**** Document segment

As much as there are reasons to be skeptical, the dismissive tone of Bitcoin’s critics reminds me of nothing more than the pundits who wrote off Wikipedia in 2001.

4 Responses to “Is Bitcoin the future of money?”

  1. Bruce Sterling points to a piece by Kevin Carson describing Bitcoin’s potential to trigger a low-overhead revolution:

    Neal Stephenson’s “The Diamond Age” was set some years after encrypted currencies and e-commerce removed most economic transactions into darknets beyond the government’s capability of monitoring and regulating, and thus caused tax bases around the world to implode. This was followed, in short order, by the collapse of most nation-states. In the ensuing Interregnum, the defunct nation-states were replaced by city-states and by networked global civil societies called “phyles”….

    This is vitally important to a central theme in my work: the emergence of non-state spaces within which the low-overhead informal and household economy can function, outside the state’s ability to create entry barriers, impose artificial capitalization and overhead costs on low-overhead producers, and collect rent on artificial scarcity rents. It’s the enforcement of their iniquitous “laws” that prolongs the corporate dinosaurs’ feeble grip on life, and enables the usurers, landlords and proprietary content owners to collect tribute from us.

    There are all sorts of possibilities for the alt economy, with a major part of economic activity taking place via an encrypted e-currency.

********

## [Questions to answer]
1. Echo the Bitcoin passage word for word, everything from "This is vitally" down to "an encrypted e-currency.".
2. For each statement, say yes or no to whether it agrees with the Bitcoin passage, and quote the words that decide it: (a) The opening sentence likens Bitcoin's critics to the pundits who wrote off Wikipedia in 2001. (b) In "The Diamond Age," the collapsed nation-states were replaced by a single world government. (c) The setting of "The Diamond Age" follows a period in which tax bases around the world imploded.

**** Input data

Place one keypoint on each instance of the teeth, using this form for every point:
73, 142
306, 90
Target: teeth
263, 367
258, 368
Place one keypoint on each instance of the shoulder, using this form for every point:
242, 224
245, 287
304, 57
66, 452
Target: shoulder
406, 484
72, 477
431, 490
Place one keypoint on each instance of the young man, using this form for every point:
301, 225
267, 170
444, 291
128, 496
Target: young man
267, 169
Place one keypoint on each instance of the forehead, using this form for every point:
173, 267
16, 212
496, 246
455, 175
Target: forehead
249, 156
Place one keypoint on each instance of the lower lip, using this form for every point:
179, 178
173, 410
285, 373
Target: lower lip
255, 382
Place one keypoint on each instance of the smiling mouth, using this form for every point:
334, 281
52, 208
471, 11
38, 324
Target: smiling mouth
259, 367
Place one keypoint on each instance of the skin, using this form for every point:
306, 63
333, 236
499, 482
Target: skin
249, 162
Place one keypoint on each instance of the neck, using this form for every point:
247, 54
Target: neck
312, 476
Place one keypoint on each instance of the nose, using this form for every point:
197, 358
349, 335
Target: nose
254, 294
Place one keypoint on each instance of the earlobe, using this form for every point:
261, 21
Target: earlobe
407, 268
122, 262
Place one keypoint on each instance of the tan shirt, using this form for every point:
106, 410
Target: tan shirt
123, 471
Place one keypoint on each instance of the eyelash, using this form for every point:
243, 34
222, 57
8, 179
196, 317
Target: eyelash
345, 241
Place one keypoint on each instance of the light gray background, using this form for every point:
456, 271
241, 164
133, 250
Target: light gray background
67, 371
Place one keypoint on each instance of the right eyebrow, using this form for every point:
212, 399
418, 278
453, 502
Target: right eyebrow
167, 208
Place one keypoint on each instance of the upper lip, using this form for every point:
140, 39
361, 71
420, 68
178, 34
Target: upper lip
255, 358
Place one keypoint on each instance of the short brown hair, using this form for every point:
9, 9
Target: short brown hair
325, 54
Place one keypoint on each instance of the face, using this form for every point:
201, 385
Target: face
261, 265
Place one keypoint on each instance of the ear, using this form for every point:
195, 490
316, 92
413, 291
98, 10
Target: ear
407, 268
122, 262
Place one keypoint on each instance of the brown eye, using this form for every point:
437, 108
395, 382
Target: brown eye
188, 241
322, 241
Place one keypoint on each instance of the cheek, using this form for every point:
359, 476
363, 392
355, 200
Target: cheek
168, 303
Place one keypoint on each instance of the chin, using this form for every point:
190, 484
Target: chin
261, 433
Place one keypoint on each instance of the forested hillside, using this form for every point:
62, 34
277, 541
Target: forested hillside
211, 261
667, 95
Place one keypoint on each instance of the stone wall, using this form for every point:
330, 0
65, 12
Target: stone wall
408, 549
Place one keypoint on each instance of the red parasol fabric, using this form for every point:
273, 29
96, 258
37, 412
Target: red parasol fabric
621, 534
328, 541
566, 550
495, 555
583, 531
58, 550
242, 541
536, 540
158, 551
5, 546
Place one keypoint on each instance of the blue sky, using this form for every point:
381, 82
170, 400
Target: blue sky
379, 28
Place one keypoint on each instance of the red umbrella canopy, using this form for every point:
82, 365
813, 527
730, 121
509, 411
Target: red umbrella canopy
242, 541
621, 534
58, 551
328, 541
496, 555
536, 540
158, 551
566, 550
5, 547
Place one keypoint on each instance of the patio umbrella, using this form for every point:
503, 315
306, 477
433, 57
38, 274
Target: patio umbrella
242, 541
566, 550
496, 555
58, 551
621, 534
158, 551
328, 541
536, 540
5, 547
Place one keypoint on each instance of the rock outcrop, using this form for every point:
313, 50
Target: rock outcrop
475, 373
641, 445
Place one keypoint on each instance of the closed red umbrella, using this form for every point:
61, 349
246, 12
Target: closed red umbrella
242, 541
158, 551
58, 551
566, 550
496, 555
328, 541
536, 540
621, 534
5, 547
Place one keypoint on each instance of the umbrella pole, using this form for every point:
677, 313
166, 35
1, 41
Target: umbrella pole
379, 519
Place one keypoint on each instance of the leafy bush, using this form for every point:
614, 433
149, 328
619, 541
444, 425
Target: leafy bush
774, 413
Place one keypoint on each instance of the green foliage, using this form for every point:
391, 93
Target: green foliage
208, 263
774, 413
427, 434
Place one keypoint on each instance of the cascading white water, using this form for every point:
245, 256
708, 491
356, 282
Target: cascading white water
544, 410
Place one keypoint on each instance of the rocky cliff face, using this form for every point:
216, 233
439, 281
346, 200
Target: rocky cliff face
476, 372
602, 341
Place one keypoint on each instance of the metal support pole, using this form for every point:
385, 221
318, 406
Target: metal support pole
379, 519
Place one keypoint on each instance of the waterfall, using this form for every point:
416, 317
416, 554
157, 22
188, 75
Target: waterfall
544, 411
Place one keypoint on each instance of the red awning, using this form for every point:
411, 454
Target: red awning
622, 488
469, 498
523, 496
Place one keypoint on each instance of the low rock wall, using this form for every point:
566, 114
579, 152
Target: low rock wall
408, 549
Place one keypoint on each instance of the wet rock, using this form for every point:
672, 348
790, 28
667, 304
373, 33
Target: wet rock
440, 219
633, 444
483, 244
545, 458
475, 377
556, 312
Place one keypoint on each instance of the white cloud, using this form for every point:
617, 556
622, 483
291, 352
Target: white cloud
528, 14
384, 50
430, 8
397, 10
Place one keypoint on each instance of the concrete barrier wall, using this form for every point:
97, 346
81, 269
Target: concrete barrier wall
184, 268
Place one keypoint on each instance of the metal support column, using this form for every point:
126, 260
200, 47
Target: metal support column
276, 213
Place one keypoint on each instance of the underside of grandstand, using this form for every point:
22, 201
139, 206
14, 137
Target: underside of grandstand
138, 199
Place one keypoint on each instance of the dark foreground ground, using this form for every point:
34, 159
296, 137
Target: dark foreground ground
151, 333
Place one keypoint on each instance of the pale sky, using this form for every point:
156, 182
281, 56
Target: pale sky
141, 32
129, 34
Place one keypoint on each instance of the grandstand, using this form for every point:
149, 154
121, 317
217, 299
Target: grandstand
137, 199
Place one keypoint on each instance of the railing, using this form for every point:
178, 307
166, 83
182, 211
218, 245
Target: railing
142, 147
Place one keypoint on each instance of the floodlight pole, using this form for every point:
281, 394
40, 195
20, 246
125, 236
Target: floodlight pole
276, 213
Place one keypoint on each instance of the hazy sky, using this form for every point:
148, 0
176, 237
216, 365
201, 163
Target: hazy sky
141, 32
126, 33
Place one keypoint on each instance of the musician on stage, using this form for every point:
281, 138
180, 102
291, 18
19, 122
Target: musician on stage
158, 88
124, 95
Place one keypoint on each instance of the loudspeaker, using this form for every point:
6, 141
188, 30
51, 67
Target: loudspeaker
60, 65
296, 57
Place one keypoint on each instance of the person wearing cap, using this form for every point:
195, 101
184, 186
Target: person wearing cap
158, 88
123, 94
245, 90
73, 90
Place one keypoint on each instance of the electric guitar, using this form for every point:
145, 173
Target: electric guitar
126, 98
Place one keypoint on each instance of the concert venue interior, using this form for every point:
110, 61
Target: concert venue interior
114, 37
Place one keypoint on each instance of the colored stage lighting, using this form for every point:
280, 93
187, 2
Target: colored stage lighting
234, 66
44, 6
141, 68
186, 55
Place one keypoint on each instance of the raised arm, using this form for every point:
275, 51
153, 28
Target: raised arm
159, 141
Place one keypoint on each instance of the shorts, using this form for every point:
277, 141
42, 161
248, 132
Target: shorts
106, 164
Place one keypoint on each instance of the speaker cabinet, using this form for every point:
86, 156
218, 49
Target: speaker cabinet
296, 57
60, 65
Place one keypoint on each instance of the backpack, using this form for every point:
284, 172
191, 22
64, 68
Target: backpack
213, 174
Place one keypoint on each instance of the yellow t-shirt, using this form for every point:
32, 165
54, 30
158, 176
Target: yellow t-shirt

********
**** Input data

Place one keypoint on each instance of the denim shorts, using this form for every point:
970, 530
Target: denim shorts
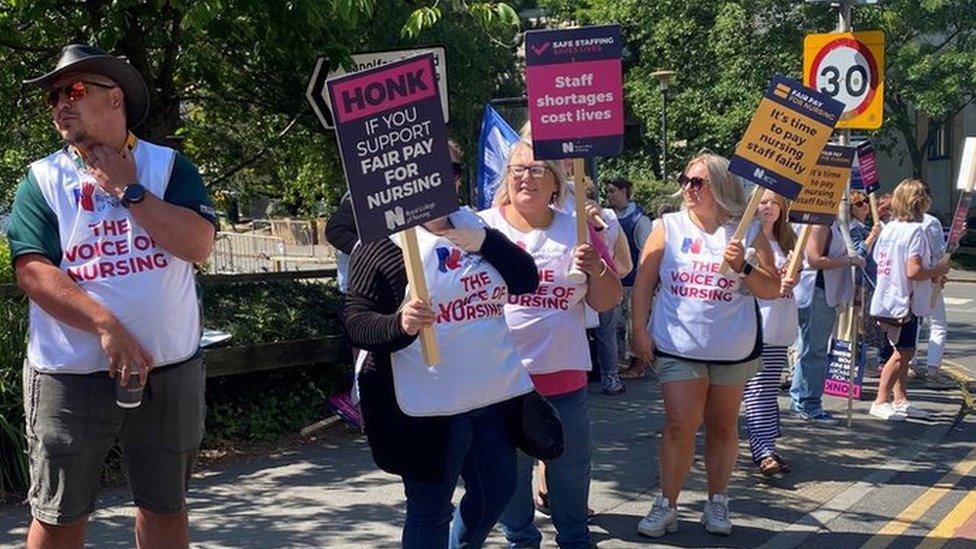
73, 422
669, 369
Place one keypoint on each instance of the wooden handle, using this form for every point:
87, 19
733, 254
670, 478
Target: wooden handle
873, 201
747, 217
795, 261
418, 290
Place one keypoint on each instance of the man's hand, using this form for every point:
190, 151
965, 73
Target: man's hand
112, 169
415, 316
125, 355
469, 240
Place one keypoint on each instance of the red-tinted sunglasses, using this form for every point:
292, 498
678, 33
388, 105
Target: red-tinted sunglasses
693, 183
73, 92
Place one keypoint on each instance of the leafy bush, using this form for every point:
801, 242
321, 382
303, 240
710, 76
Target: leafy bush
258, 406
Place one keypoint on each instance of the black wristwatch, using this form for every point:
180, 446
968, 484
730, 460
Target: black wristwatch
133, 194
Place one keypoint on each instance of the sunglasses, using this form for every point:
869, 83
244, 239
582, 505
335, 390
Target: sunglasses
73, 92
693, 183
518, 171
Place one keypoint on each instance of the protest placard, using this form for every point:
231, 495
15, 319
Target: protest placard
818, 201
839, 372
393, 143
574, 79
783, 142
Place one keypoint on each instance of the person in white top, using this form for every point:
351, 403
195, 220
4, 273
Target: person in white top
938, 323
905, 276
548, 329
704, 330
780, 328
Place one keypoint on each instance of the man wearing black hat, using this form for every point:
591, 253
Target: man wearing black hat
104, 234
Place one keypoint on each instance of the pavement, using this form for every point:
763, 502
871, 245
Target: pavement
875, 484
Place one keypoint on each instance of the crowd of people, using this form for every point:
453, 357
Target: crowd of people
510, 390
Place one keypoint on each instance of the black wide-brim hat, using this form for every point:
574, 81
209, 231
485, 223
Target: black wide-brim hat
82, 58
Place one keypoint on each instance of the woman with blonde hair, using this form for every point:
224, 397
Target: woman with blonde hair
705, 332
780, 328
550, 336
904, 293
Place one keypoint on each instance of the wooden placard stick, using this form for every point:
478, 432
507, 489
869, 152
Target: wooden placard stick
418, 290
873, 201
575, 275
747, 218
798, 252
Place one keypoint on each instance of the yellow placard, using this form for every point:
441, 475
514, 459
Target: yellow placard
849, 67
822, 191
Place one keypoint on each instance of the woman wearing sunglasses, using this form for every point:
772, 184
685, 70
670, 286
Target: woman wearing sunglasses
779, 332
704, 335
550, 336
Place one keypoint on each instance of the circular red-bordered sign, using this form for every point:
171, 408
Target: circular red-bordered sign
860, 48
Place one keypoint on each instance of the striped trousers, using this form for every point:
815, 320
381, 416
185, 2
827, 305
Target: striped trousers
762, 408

********

## [Solutions to the problems]
1.
This is vitally important to a central theme in my work: the emergence of non-state spaces within which the low-overhead informal and household economy can function, outside the state’s ability to create entry barriers, impose artificial capitalization and overhead costs on low-overhead producers, and collect rent on artificial scarcity rents. It’s the enforcement of their iniquitous “laws” that prolongs the corporate dinosaurs’ feeble grip on life, and enables the usurers, landlords and proprietary content owners to collect tribute from us.

    There are all sorts of possibilities for the alt economy, with a major part of economic activity taking place via an encrypted e-currency.

2.
(a) Yes: "the dismissive tone of Bitcoin’s critics reminds me of nothing more than the pundits who wrote off Wikipedia in 2001"
(b) No: "the defunct nation-states were replaced by city-states and by networked global civil societies called “phyles”"
(c) Yes: "thus caused tax bases around the world to implode"